## EXTRAIT DU DISCOURS
--------

Messieurs, la première chose à remarquer, c’est qu’il n’est pas question ici d’un traité qui vous serait imposé, de conditions auxquelles on exigerait que vous vous soumissiez, mais qu’il est tout simplement question d’un contrat bilatéral passé entre le gouvernement belge et le gouvernement hollandais, d’un contrat bilatéral conclu à la demande du gouvernement belge lui-même, d’un contrat bilatéral dans lequel le gouvernement belge a le premier et le principal intérêt.
En effet, de quoi s’agit-il ? Depuis cinq à six ans des polders d’une étendue considérable ont été inondés, par suite des événements de la guerre. D’autres polders environnants, et beaucoup plus grands encore que ceux qui sont inondés, sont menacés du même malheur.
Le gouvernement belge, suivant d’ailleurs en cela l’impulsion qui lui a été donné différentes fois par la chambre elle-même, le gouvernement belge ne pouvait faire aucuns grands travaux sans être d’accord avec le gouvernement hollandais ; puisque ce gouvernement occupe un fort sur notre territoire, le gouvernement belge a dû faire des ouvertures au gouvernement hollandais, afin de savoir jusqu’à quel point il ne s’opposerait pas aux travaux qu’il désirait entreprendre, et à quelles conditions il permettrait que ces travaux se fissent.
Des commissaires ont été nommés de part et d’autre, différentes conventions ont été proposées jusqu’à ce qu’enfin est intervenue celle du 25 avril dont nous nous occupons en ce moment. Par suite de cette convention, nous serons autorisés à faire une digue autour du fort de Lillo, à la distance de 1,500 mètres. Cette digue nous procurerait les avantages suivants : D’abord le polder de Lillo qui est entièrement inondé pourrait être asséché presqu’en entier, et dans un bref délai. En deuxième lieu, nous garantirions pour l’avenir les polders environnants de manière à les mettre à l’abri de tout danger. Ce sont les polders d’Oordam, d’Oorderen, de Stabroek, d’Ettenhoven et autres qui sont d’une étendue beaucoup plus considérable que le polder inondé en ce moment.
Je vous prie de faire attention à cette circonstance que plusieurs de ces polders sont plus bas que le polder inondé, de sorte que si l’inondation s’étendait sur ces polders, il serait extrêmement difficile de les assécher, et l’assèchement ne pourrait avoir lieu que dans un temps assez long. Ainsi, il ne s’agit pas seulement de porter remède à un malheur qui existe, mais de prévenir un malheur infiniment plus grand et que vous n’avez aucun moyen d’empêcher, si vous ne faites pas la digue que l’on vous propose. Je dis que vous n’avez aucun autre moyen de prévenir ce malheur, et je vais le prouver.

--------

## JEU DE DONNÉES
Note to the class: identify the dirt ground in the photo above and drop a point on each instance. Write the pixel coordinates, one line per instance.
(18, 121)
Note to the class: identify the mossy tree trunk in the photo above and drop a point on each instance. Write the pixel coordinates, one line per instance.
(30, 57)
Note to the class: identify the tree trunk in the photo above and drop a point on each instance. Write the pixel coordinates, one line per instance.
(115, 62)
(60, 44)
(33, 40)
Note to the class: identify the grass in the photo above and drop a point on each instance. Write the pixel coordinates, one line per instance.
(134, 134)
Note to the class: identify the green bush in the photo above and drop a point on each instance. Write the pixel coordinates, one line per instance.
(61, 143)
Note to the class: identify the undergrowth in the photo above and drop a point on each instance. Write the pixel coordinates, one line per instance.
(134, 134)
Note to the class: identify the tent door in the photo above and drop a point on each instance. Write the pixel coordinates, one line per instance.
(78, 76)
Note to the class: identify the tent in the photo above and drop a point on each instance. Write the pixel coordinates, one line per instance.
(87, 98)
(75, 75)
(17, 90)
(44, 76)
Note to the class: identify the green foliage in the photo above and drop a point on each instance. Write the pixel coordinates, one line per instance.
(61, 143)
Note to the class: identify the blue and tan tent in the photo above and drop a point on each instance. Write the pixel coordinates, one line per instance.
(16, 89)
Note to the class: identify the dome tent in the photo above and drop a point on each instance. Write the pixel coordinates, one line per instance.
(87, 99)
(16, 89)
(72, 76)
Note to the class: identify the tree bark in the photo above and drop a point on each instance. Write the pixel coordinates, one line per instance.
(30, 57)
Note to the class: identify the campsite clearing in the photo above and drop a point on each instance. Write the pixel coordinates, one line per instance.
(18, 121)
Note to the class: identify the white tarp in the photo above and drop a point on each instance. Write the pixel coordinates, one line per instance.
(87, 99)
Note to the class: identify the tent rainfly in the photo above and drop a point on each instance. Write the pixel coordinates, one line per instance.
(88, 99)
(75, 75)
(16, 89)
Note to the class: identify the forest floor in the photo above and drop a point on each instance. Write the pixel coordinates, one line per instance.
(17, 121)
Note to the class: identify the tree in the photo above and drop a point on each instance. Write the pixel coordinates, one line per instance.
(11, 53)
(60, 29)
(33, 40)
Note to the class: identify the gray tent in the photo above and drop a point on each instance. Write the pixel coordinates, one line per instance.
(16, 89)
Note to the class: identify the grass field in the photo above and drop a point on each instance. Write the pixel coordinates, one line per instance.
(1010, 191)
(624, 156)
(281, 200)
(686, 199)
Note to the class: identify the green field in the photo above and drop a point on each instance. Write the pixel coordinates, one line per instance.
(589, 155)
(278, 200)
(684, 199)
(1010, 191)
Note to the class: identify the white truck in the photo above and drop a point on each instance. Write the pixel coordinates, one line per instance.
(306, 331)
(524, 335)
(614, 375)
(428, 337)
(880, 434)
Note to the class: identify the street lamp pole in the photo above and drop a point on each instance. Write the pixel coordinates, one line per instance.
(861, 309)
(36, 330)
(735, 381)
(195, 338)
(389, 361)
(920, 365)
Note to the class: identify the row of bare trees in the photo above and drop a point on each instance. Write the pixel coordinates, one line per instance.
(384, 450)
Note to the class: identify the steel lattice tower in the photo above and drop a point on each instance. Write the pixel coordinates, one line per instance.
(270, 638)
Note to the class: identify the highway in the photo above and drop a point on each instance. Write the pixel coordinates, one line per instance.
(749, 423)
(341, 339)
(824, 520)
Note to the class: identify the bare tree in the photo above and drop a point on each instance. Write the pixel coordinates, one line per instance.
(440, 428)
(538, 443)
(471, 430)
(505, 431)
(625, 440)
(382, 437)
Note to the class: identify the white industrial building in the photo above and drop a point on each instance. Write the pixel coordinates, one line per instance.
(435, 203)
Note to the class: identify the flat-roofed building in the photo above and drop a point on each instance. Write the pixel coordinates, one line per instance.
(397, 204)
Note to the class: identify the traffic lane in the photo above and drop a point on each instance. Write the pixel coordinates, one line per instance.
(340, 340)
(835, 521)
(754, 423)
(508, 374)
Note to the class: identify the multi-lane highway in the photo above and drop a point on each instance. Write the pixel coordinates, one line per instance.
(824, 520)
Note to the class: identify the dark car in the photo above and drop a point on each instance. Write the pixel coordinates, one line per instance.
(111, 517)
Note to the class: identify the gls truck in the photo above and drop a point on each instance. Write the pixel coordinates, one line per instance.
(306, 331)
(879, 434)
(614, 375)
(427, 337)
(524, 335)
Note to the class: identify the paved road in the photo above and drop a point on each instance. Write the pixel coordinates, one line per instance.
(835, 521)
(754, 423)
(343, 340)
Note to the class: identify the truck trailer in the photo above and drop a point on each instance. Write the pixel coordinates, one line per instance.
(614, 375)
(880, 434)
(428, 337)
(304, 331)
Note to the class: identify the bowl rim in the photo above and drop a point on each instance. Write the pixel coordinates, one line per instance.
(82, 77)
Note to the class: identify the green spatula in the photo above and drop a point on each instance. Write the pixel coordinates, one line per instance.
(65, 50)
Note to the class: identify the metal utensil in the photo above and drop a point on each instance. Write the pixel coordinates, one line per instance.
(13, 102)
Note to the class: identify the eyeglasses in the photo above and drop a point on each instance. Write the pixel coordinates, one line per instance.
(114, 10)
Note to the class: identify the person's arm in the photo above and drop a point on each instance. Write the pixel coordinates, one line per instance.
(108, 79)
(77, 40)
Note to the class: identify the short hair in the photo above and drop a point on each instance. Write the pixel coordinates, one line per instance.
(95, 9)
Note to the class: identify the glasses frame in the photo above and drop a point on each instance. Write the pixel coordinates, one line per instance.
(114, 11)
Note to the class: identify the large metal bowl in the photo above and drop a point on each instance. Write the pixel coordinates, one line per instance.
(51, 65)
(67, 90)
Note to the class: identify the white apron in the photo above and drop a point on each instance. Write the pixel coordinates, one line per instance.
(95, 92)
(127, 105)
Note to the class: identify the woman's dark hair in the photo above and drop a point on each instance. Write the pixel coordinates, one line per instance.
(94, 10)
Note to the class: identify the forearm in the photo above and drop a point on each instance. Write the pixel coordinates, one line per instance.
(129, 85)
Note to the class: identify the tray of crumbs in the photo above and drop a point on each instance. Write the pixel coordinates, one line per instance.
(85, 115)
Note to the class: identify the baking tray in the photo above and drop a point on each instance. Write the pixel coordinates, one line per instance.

--------

## OBJECTIF DE L'EXERCICE
Reproduisez le passage du discours sur les polders qui commence aux mots « En effet, de » et s'arrête après les mots « du même malheur. ». Les lignes ne servent à rien ici.

## CORRIGÉ
En effet, de quoi s’agit-il ? Depuis cinq à six ans des polders d’une étendue considérable ont été inondés, par suite des événements de la guerre. D’autres polders environnants, et beaucoup plus grands encore que ceux qui sont inondés, sont menacés du même malheur.